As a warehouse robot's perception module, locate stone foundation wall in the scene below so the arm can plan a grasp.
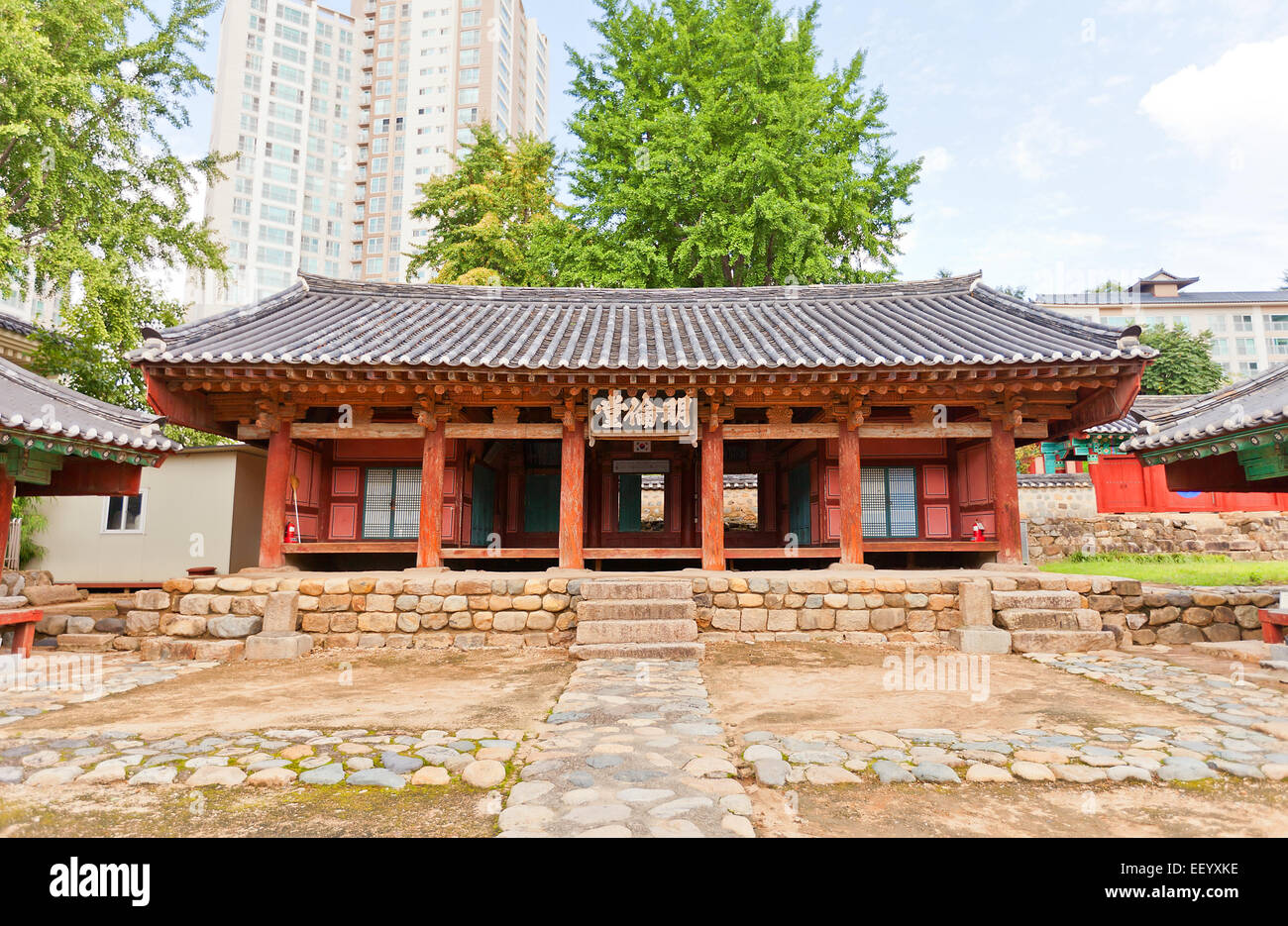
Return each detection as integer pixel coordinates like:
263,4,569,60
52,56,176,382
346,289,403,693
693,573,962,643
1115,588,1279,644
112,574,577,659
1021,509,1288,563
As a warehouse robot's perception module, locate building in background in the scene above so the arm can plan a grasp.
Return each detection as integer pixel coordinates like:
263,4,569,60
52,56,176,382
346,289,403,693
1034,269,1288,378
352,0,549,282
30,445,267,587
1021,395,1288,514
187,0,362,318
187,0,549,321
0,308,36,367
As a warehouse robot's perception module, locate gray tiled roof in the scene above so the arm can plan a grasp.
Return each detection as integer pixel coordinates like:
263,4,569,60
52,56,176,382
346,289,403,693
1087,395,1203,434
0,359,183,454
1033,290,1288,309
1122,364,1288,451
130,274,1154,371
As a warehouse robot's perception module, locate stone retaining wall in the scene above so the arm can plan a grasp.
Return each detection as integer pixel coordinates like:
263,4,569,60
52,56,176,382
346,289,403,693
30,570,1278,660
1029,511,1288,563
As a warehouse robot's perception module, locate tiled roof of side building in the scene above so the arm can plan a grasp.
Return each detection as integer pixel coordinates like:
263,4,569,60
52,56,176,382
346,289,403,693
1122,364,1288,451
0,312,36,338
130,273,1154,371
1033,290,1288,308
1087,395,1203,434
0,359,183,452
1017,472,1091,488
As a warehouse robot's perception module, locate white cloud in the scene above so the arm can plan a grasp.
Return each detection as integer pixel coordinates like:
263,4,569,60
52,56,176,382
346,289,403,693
####################
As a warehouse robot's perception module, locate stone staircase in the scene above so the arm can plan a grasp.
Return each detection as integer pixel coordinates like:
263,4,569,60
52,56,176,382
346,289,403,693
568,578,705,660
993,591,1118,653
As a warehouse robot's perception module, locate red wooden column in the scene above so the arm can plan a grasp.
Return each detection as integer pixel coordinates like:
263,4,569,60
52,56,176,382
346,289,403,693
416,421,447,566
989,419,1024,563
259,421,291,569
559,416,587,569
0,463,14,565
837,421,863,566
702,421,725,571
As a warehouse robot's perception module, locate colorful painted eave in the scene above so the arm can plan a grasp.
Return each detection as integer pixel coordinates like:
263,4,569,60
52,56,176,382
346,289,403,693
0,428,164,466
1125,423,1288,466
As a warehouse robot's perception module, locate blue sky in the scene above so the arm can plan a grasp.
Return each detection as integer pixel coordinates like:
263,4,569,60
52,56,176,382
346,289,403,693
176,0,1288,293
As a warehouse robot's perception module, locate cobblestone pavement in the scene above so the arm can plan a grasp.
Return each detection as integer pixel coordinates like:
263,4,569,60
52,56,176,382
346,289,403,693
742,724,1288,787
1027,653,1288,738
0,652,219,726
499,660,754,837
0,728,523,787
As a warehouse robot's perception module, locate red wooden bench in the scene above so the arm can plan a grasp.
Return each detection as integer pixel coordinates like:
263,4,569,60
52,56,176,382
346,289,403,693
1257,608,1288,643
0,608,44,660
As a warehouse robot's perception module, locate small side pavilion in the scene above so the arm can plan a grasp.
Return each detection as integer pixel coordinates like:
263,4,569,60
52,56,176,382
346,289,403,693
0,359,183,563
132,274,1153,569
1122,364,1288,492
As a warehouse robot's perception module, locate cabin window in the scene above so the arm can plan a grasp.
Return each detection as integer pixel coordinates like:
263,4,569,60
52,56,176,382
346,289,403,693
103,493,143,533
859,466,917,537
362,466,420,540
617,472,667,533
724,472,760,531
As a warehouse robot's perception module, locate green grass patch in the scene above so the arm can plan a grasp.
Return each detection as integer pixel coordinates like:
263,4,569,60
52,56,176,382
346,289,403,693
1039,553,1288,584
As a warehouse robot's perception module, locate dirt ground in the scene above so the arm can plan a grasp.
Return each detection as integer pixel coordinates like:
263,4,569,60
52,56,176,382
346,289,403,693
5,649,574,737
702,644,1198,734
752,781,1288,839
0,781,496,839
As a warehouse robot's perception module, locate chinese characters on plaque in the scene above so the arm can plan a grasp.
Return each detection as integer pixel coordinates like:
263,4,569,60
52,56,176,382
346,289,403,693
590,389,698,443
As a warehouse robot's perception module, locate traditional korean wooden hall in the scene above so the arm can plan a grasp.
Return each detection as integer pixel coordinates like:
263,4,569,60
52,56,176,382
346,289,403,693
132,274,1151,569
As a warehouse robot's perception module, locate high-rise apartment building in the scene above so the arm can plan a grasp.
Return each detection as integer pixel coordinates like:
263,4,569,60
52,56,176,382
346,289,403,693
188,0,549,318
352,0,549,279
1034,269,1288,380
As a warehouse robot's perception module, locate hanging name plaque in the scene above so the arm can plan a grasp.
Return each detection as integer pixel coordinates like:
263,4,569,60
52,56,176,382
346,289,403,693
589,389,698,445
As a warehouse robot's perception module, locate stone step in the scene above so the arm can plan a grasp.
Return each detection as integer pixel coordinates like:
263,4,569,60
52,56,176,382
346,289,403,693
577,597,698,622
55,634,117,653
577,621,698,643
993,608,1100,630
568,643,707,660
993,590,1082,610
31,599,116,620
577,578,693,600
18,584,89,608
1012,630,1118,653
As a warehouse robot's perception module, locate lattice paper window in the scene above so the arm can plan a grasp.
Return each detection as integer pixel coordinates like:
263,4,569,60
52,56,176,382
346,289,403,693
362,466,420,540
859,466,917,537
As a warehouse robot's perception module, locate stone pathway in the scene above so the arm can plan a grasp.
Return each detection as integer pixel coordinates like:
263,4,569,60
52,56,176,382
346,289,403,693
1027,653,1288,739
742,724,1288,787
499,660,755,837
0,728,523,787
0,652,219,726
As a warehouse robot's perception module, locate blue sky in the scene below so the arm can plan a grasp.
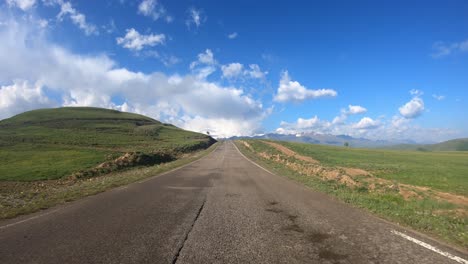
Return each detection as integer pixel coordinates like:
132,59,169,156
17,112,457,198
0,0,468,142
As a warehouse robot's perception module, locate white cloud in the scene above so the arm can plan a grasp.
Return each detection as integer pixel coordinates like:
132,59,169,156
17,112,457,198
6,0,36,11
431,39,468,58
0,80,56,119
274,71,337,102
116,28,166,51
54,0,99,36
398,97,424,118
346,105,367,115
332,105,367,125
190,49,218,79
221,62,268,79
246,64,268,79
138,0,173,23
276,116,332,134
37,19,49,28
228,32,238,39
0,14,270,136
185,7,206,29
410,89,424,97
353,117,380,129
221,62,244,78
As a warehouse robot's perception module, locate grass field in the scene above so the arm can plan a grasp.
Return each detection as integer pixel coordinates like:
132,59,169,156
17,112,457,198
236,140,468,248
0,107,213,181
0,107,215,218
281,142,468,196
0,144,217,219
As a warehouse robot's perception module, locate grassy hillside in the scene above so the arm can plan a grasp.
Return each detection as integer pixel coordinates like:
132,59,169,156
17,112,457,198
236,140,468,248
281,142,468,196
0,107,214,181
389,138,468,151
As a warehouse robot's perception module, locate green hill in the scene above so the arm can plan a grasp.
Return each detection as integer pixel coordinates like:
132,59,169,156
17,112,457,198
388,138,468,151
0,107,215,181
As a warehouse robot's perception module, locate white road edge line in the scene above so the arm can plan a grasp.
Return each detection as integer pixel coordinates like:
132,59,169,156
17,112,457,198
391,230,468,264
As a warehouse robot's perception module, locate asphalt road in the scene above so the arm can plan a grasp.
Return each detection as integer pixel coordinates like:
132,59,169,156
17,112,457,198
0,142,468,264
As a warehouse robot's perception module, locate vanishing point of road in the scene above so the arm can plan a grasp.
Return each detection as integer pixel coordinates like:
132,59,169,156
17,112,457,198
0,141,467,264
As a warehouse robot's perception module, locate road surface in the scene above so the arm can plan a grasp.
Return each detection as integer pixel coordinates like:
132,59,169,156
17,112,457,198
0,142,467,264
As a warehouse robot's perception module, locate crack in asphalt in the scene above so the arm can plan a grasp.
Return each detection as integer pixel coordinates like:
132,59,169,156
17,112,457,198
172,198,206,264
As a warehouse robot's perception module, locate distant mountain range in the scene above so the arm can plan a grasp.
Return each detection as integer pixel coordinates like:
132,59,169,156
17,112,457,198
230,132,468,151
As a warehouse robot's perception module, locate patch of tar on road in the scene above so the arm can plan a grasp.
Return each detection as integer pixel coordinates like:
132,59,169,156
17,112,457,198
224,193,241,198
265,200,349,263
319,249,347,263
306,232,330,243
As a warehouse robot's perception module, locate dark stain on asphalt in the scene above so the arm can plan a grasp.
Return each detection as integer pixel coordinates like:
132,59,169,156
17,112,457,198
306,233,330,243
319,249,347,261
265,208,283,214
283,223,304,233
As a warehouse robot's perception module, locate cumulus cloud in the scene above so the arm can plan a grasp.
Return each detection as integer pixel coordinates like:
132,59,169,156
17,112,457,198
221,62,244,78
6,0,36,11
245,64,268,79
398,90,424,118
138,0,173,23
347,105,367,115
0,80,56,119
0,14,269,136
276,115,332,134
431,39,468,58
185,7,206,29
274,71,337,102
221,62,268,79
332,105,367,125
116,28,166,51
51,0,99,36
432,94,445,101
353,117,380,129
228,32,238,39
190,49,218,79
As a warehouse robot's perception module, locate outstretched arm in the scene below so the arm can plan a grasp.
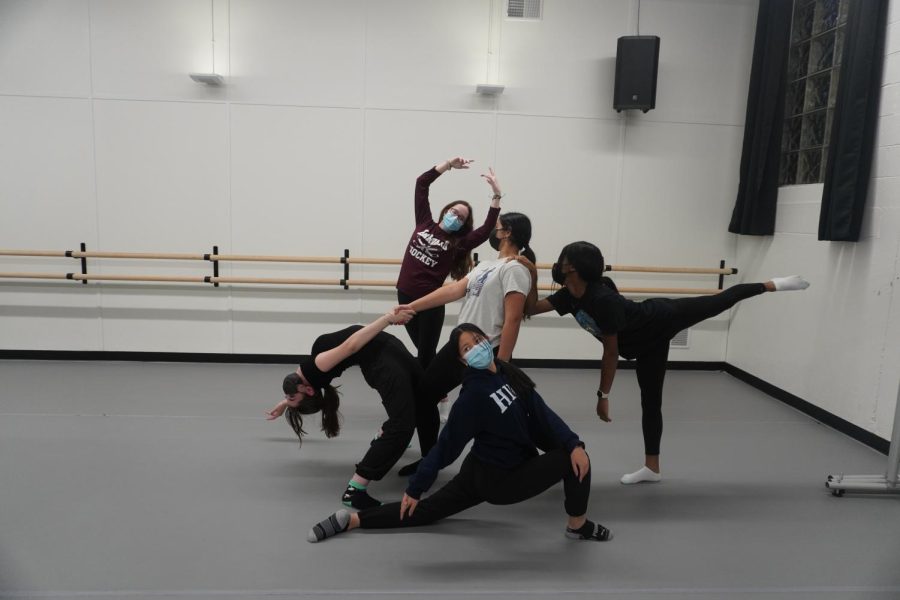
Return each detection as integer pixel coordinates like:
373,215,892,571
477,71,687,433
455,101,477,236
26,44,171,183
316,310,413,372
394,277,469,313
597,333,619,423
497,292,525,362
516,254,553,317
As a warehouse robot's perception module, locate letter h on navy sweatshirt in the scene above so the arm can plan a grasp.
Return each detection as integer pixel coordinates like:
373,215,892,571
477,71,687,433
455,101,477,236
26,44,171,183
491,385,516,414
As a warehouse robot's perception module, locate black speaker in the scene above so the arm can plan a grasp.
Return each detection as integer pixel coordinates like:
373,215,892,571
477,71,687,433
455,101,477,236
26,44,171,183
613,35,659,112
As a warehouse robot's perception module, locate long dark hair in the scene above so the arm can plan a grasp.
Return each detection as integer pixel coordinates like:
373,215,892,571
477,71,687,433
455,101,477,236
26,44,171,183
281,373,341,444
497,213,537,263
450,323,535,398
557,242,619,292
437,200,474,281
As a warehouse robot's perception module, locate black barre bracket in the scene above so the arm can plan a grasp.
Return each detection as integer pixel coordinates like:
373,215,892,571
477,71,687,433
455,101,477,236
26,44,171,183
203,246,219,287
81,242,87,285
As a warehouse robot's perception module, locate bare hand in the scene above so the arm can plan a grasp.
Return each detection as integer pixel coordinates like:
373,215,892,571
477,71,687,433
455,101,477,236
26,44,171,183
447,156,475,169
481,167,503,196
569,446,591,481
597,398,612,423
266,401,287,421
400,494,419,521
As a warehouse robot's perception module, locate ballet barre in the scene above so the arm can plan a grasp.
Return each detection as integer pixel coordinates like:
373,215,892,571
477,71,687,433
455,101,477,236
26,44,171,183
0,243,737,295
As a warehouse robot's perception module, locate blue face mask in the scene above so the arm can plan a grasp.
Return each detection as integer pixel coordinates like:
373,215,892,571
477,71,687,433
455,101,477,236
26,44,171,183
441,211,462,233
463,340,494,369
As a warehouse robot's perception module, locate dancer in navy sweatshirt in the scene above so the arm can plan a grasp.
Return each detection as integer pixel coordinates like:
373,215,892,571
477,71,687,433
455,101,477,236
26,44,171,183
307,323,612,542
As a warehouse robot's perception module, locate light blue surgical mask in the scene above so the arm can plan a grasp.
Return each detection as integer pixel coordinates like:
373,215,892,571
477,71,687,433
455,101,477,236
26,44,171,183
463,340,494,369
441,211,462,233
####################
= What the exercise asks =
Go through the records above and extract every line in which the word "building" appears, copying each such line without alteration.

= Problem solution =
As a warehouse robot's perception module, locate building in background in the scene above so the arm can plan a grasp.
As a warehouse robot's perception module, locate tiled roof of side building in the scene above so the arm can plan a grasp.
As a warehouse robot's perception module, locate high-rise apartment building in the scene above so the arm can plan a grasp.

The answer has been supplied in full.